### [Given passage]
From Arklow in Co Wicklow, May Byrne was diagnosed with terminal cancer last year in St Michael’s Hospital in Dún Laoghaire. According to her daughter Marie Kindlon, May was given a year to live and made a decision that she wanted to die at home.
“We were advised that her GP and healthcare nurses would all be on hand for her. We brought her home on a Tuesday and that night the pain started.”
Over the following three days, her mother’s condition deteriorated. “We brought her to Care DOC and to her GP, but really all they could do was give her pain relievers and sedation. By Friday she hadn’t eaten or drank anything for two days and she was like a corpse. My father was 82 years of age and for him to see her like that was just awful. On the Friday I rang the consultant and his first words to me were ‘I knew it wouldn’t work, because you have no palliative care in Wicklow.’ She went back to St Michael’s in an ambulance.”
May Byrne died four weeks later in Blackrock Hospice.
“Her choice obviously would have been to die at home surrounded by her family, but she was well looked after in the hospice. The consultant was there monitoring her all the time so her symptoms were under control. She had the spiritual and emotional support that she needed.”
The family faced a 130km round trip from Arklow to visit May in her last days. “It’s dangerous at a time when you are under strain anyway to be facing in to a trip like that, and the fear is that something happens when you are not there. But she couldn’t die in her own county and I think everyone deserves that option.”

### [Provided data]
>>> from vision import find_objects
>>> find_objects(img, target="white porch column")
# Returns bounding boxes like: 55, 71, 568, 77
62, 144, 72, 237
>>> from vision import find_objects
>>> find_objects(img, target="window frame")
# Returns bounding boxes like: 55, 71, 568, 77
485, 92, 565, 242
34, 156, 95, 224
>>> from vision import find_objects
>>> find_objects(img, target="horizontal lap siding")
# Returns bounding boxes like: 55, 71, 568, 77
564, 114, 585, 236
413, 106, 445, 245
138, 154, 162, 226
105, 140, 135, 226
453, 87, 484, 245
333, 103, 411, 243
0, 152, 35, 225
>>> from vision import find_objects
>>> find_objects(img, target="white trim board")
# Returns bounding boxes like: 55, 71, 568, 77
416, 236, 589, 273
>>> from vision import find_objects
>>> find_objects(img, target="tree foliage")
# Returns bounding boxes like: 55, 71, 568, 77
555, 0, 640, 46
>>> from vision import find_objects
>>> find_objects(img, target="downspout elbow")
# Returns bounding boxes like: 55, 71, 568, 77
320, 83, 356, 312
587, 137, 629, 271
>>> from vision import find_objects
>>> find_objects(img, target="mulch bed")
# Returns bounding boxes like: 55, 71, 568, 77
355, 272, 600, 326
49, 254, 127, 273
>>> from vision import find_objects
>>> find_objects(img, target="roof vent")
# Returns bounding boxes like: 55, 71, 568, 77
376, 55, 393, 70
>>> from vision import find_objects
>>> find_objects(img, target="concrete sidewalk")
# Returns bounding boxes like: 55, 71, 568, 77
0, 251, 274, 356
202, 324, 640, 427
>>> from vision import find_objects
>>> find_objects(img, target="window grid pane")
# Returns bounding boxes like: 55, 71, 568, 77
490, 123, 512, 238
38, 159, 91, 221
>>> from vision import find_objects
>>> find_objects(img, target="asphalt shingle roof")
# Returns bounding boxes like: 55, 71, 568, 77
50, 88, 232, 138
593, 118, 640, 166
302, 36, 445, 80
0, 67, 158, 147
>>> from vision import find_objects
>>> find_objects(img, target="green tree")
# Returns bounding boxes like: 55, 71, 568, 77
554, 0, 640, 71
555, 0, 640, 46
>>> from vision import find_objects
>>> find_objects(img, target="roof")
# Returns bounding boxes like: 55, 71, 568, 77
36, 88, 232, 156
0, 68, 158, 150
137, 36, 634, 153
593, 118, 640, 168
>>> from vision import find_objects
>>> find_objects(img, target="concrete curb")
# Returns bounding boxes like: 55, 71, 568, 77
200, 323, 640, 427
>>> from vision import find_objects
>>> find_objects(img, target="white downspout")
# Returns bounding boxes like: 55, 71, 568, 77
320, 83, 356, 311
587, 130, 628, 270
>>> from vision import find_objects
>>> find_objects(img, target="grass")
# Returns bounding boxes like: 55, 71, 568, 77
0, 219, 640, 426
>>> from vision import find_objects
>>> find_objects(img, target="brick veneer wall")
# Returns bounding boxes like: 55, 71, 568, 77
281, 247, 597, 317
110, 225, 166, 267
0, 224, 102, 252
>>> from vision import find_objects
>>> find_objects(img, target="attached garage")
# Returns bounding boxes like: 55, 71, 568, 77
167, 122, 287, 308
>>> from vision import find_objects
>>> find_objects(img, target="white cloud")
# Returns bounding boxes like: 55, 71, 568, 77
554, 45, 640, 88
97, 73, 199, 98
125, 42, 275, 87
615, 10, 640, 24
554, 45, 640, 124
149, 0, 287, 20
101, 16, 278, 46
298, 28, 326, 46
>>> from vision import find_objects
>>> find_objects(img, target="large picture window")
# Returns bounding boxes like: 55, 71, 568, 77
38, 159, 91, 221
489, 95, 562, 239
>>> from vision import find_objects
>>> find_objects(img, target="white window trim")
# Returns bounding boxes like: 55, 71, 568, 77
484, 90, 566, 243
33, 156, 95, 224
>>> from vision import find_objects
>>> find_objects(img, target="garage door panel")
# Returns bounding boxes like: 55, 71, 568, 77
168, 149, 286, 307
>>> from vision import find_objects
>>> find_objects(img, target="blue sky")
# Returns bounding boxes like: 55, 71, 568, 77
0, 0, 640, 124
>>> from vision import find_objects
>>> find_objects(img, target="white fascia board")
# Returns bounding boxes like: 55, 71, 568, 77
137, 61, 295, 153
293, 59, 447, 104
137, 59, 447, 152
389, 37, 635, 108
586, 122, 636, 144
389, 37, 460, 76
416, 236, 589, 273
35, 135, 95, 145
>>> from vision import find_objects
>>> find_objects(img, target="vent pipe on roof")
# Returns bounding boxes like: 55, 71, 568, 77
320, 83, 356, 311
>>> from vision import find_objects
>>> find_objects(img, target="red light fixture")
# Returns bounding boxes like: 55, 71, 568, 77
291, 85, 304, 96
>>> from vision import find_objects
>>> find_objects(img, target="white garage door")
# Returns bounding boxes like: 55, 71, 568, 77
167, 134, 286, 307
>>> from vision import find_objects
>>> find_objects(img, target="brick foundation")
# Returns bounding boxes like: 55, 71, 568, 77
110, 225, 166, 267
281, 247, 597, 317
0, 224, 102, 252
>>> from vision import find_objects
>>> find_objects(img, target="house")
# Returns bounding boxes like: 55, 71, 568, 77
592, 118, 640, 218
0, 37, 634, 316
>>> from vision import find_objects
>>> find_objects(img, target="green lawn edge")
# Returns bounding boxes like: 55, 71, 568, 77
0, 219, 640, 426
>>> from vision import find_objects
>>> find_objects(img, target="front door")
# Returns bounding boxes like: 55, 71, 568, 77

### [Tasks to carry out]
• a. List every healthcare facility or service named in the passage about May Byrne.
• b. Rewrite the paragraph of the passage about May Byrne that begins "Over the following three days" as a short bulleted list that keeps its main facts.

### [List of solutions]
• a.
St Michael's Hospital in Dún Laoghaire
Care DOC
Blackrock Hospice

• b.
- Over three days, May's condition got worse.
- The family took her to Care DOC and to her GP, who could only give pain relievers and sedation.
- By Friday she had not eaten or drunk for two days, which was awful for her 82-year-old husband to see.
- That Friday, Marie rang the consultant, who said he knew it would not work because there was no palliative care in Wicklow.
- May was taken back to St Michael's by ambulance.